[START OF Page text]

It also makes me think of this area of Brooklyn and the new condos I STILL see being built. What will happen to them? What will happen to the unsold units in the Richard Meier building? Would you be pissed if you had just moved in to that monstrosity and then found out they were auctioning off the remaining units at half price?

Perhaps that is why one of the few occupied apartments now has roller blinds on the windows, so we can't see them crying. I did notice that the rec' room on the ground floor now has a flat screen and a pool table. Small consolation.

Comments

  • Monstrosity Is your opinion. I rather like it...
  • TheBurgerking wrote: Monstrosity Is your opinion. I rather like it...
    Eh. Looks completely out of place in this neighborhood.
  • I think it is a cool looking building, and I disagree, I think it does work in the neighborhood. From certain angles it has a strange ghostly appearance, which is quite beautiful.
  • Why and how is it out of place? This is representational of architecture in the 21st century. The design certainly wasn't intended to be like the neighboring buildings but it does, in my opinion, fit in well. I do think maybe it's a little too voyeuristic being across the library. Also, it looks quite cool from the distance in Prospect Park.
  • I do like the building architecturally. Would think about buying at half today's prices with two big caveats:
    1) Would have to be on a high floor both for views and to have some privacy. By contrast, living in the SW corner apartment on the 2nd floor must be like being on Big Brother (maybe the people in there don't yet realize their every move can be seen from Eastern Parkway).

[END OF Page text]
[START OF Material supplied]

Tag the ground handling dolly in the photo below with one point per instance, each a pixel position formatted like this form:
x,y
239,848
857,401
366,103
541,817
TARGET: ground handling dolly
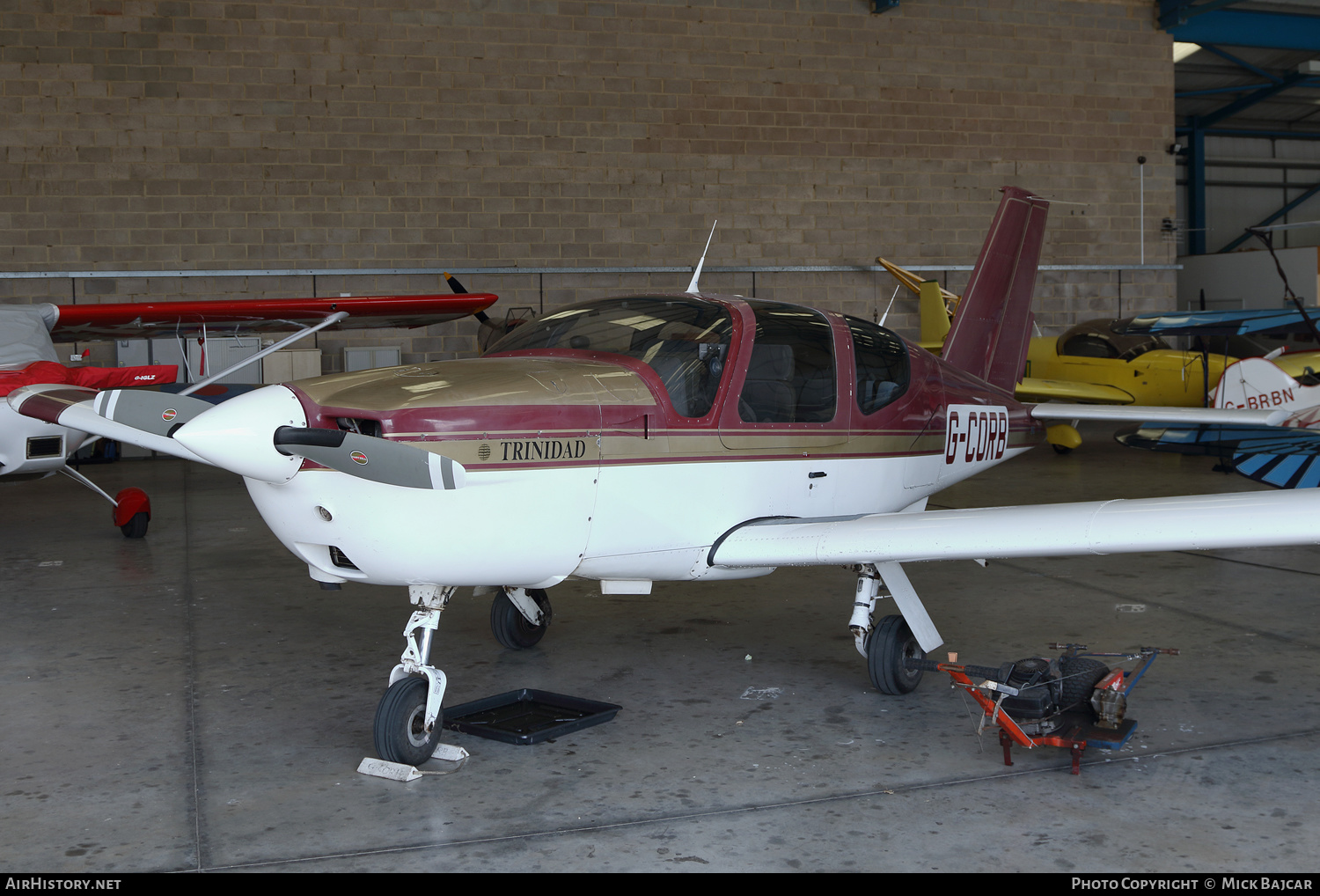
x,y
1068,702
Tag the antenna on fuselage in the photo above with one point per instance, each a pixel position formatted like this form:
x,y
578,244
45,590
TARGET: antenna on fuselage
x,y
696,275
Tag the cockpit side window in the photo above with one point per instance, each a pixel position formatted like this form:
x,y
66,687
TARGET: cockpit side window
x,y
791,372
684,341
882,364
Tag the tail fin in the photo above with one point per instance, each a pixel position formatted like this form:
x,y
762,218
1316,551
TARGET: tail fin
x,y
1257,383
992,329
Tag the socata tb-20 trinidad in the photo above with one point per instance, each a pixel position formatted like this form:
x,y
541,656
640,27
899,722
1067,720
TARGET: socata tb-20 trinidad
x,y
667,438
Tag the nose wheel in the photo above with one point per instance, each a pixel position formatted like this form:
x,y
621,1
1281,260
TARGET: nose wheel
x,y
408,718
400,729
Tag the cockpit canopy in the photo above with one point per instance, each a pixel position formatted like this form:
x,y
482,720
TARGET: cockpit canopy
x,y
791,372
1098,340
684,341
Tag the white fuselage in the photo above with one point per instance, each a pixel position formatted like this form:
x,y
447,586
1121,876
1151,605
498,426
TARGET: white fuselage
x,y
33,446
628,523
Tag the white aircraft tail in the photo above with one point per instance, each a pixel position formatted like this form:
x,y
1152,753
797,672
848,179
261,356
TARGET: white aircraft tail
x,y
1258,385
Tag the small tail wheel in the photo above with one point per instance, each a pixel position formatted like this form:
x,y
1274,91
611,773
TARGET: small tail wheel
x,y
136,526
511,627
889,645
400,727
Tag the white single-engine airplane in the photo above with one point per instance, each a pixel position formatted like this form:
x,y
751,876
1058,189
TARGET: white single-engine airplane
x,y
33,449
668,438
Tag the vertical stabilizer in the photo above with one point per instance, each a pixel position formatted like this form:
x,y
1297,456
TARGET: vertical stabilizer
x,y
992,327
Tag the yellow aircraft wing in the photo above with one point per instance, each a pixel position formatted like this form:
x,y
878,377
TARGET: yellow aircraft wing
x,y
1035,390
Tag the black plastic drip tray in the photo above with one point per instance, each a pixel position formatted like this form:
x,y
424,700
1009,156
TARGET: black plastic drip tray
x,y
527,716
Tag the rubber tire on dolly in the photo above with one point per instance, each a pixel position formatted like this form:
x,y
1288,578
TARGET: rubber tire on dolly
x,y
889,645
511,627
400,718
1082,674
136,526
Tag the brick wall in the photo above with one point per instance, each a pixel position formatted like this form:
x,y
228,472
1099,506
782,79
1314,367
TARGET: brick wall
x,y
152,134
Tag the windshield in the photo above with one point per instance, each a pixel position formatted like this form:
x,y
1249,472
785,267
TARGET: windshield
x,y
684,341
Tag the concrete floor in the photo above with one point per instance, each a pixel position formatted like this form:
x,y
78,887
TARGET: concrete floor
x,y
192,701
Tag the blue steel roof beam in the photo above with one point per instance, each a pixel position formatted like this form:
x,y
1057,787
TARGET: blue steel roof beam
x,y
1272,218
1177,12
1249,132
1275,31
1241,63
1211,92
1248,102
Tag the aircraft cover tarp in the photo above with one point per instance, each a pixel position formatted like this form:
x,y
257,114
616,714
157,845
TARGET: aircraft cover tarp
x,y
26,334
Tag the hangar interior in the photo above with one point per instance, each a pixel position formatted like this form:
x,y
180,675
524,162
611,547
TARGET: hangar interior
x,y
557,151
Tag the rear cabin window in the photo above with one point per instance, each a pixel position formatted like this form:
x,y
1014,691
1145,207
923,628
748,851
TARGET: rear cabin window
x,y
791,372
684,341
882,364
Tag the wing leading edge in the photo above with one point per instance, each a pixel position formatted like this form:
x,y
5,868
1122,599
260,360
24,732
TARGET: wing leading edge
x,y
1148,524
142,319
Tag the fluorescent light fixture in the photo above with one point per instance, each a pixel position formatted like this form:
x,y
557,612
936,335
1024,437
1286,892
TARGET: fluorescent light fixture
x,y
1183,50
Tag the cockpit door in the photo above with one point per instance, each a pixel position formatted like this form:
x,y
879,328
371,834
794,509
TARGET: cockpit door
x,y
788,395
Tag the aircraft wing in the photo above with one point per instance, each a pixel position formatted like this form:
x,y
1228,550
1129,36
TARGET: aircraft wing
x,y
145,319
1143,414
1283,457
1216,324
1037,390
1259,518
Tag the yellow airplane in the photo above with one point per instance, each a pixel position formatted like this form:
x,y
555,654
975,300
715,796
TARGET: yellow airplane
x,y
1090,364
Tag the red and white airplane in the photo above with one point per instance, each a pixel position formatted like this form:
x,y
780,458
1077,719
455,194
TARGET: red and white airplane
x,y
32,448
686,437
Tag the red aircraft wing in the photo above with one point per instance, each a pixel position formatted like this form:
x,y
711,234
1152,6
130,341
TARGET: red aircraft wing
x,y
144,319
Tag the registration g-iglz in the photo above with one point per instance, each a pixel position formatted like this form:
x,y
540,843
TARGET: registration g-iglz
x,y
976,433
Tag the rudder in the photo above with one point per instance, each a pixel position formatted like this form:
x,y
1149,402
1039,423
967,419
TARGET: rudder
x,y
992,327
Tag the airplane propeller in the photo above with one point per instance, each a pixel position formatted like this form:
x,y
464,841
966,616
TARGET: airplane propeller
x,y
259,435
490,329
158,414
371,458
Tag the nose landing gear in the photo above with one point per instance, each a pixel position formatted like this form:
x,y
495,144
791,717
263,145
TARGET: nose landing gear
x,y
408,718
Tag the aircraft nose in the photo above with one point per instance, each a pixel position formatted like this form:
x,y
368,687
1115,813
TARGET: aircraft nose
x,y
239,435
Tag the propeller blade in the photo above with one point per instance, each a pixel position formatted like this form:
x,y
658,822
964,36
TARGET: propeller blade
x,y
153,412
453,284
367,457
73,407
462,290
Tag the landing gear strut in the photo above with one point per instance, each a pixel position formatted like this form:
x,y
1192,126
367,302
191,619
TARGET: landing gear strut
x,y
409,719
892,642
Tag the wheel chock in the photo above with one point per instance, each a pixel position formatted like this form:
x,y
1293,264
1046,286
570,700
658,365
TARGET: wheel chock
x,y
456,756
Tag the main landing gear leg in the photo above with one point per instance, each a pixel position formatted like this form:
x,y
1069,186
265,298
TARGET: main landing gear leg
x,y
519,616
408,719
892,640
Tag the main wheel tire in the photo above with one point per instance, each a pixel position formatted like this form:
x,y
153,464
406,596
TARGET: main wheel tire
x,y
136,526
1082,674
511,627
399,731
889,645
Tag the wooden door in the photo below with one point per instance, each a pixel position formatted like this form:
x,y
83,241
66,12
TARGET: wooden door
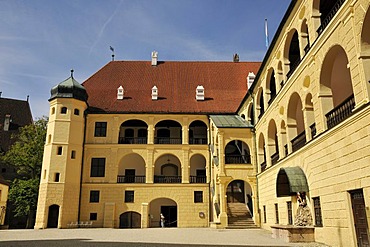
x,y
359,216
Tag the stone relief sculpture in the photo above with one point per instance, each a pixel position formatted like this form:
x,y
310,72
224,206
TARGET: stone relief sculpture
x,y
303,216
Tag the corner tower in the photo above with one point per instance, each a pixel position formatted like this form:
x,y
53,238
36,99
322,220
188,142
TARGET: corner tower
x,y
60,179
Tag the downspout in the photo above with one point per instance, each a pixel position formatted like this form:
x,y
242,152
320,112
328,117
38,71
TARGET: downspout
x,y
82,166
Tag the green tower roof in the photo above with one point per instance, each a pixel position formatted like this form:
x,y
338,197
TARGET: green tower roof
x,y
69,88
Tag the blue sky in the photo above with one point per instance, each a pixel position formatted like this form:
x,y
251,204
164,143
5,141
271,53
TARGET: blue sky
x,y
41,40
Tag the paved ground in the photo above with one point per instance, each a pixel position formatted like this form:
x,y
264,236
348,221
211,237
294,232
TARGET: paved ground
x,y
152,237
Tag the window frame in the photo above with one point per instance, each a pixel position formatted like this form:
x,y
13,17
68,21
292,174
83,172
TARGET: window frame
x,y
100,129
97,168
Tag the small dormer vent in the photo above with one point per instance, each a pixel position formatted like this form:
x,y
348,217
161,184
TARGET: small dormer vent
x,y
154,58
120,92
200,92
250,79
154,93
7,122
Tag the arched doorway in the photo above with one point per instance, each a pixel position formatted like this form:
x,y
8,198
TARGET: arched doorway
x,y
165,206
53,216
130,220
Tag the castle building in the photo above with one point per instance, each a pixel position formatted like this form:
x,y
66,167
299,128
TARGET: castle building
x,y
201,141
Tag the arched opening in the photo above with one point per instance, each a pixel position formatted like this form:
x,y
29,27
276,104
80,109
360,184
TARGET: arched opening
x,y
296,130
260,103
239,201
168,132
336,93
131,169
130,220
198,169
198,133
250,113
271,85
167,169
237,152
165,206
292,52
53,216
133,132
273,143
310,117
262,153
305,39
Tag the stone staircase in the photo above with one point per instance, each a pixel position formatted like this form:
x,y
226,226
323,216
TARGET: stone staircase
x,y
239,217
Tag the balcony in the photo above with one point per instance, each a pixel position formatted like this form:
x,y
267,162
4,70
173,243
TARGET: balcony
x,y
341,112
198,141
198,179
131,179
132,140
330,15
167,179
274,158
167,140
237,159
299,141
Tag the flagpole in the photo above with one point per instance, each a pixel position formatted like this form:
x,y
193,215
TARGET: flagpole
x,y
267,34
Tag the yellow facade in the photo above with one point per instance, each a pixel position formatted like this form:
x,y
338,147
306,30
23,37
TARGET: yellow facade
x,y
308,108
315,98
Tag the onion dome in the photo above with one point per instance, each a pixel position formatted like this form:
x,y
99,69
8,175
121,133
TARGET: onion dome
x,y
69,88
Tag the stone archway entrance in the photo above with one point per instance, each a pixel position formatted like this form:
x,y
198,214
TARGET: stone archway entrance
x,y
53,216
235,192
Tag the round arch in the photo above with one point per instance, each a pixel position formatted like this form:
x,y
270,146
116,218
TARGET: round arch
x,y
165,206
237,152
131,169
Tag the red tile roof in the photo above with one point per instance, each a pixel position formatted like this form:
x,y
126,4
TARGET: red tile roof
x,y
225,85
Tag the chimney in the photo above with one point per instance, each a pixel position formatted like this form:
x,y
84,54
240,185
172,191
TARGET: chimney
x,y
154,93
7,122
120,92
154,58
250,79
200,93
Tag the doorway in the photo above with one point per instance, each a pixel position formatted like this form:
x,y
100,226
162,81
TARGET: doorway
x,y
130,220
53,216
359,217
235,192
170,215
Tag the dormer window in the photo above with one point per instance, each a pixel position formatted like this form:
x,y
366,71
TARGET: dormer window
x,y
120,92
200,92
154,93
250,79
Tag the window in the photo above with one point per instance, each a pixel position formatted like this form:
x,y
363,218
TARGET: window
x,y
276,213
129,196
97,167
63,110
290,214
100,129
93,216
198,196
317,209
94,195
57,177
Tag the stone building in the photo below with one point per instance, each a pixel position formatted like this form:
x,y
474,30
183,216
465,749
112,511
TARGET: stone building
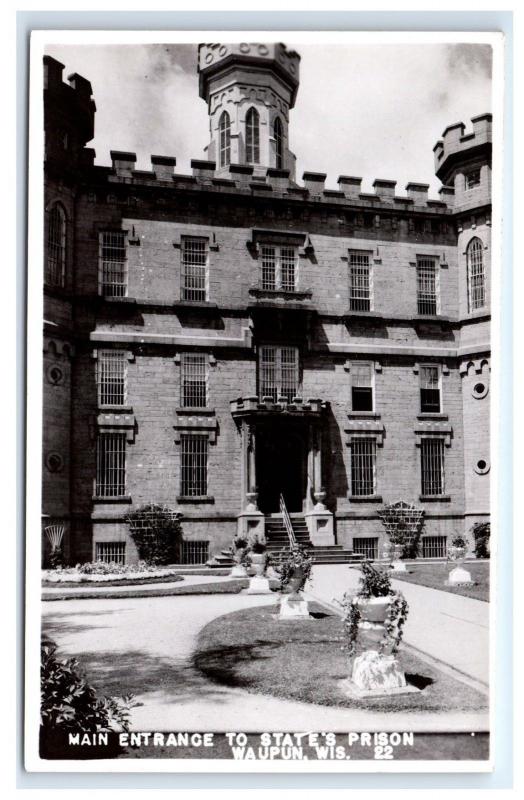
x,y
215,341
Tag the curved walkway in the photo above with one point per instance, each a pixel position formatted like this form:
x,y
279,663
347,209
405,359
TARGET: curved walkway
x,y
143,646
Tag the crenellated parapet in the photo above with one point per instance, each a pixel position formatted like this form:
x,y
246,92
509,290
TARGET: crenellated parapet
x,y
457,147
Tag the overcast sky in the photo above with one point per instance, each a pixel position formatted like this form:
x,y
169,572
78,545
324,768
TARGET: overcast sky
x,y
369,110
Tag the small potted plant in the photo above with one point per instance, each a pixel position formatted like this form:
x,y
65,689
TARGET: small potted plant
x,y
240,553
294,569
258,556
374,607
458,549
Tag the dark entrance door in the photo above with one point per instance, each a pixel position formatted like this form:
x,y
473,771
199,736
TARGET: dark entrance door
x,y
281,463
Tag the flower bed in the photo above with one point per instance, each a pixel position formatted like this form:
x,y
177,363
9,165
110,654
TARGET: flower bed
x,y
102,572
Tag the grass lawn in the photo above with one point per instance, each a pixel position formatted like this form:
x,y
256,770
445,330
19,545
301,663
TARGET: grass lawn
x,y
304,661
435,575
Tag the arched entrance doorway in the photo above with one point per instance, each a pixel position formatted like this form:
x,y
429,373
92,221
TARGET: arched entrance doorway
x,y
280,467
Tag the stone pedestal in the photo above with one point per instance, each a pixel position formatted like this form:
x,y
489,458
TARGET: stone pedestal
x,y
375,674
238,571
398,566
459,577
258,585
294,606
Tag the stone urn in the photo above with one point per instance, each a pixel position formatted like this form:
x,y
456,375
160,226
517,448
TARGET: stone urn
x,y
297,581
258,562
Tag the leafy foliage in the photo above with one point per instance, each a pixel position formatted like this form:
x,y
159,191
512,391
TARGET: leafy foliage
x,y
69,703
157,533
293,562
373,582
481,534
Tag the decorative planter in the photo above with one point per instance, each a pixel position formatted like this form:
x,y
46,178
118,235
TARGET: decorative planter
x,y
258,562
373,610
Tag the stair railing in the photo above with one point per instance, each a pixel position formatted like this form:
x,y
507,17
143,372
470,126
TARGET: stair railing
x,y
287,522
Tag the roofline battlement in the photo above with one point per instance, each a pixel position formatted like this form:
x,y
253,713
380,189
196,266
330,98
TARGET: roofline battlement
x,y
239,178
456,146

[END OF Material supplied]

Written problem A:
Answer these from the post about the Richard Meier building and its comments.
(i) What does the ground-floor rec room now have?
(ii) From which park does one commenter say the building looks quite cool from a distance?
(iii) From which street can every move in the southwest corner apartment on the 2nd floor be seen?
Written problem B: Extend the post about the Richard Meier building, picking up after its final sentence.
None of the records are needed to answer what follows.

Result A:
(i) A flat screen and a pool table.
(ii) Prospect Park.
(iii) Eastern Parkway.

Result B:
    2) Would be worried about massive increase in common charges as the tax abatement runs off. Common charges also could be a problem sooner if they don't sell all the apartments.
  • I'm not entirely certain how a glass & steel facade "fits in" with the neighborhood, but hey, that's just my opinion. Its not like we're talking about a piece of architectural art, like IM Pei's glass pyramid at the Louvre or something. Its just a glass and steel box, which made no effort to architecturally "answer" the existing fabric of its surroundings (at least align some datum lines or something!), like, say, the aforementioned glass pyramid, or, better yet, the glass and steel entranceway addition to the Brooklyn Museum finished a few years back.

    In addition, while some of us may like the idea of living in a glass showroom (and I even I could, given the proper surrounding environment), I can't imagine why anyone would want to do so in a dense, urban environment, particularly on a lower floor. If you lived in a glass box in the middle of the woods or something, I'd be all for it. But in the middle of Brooklyn? I just don't get the appeal.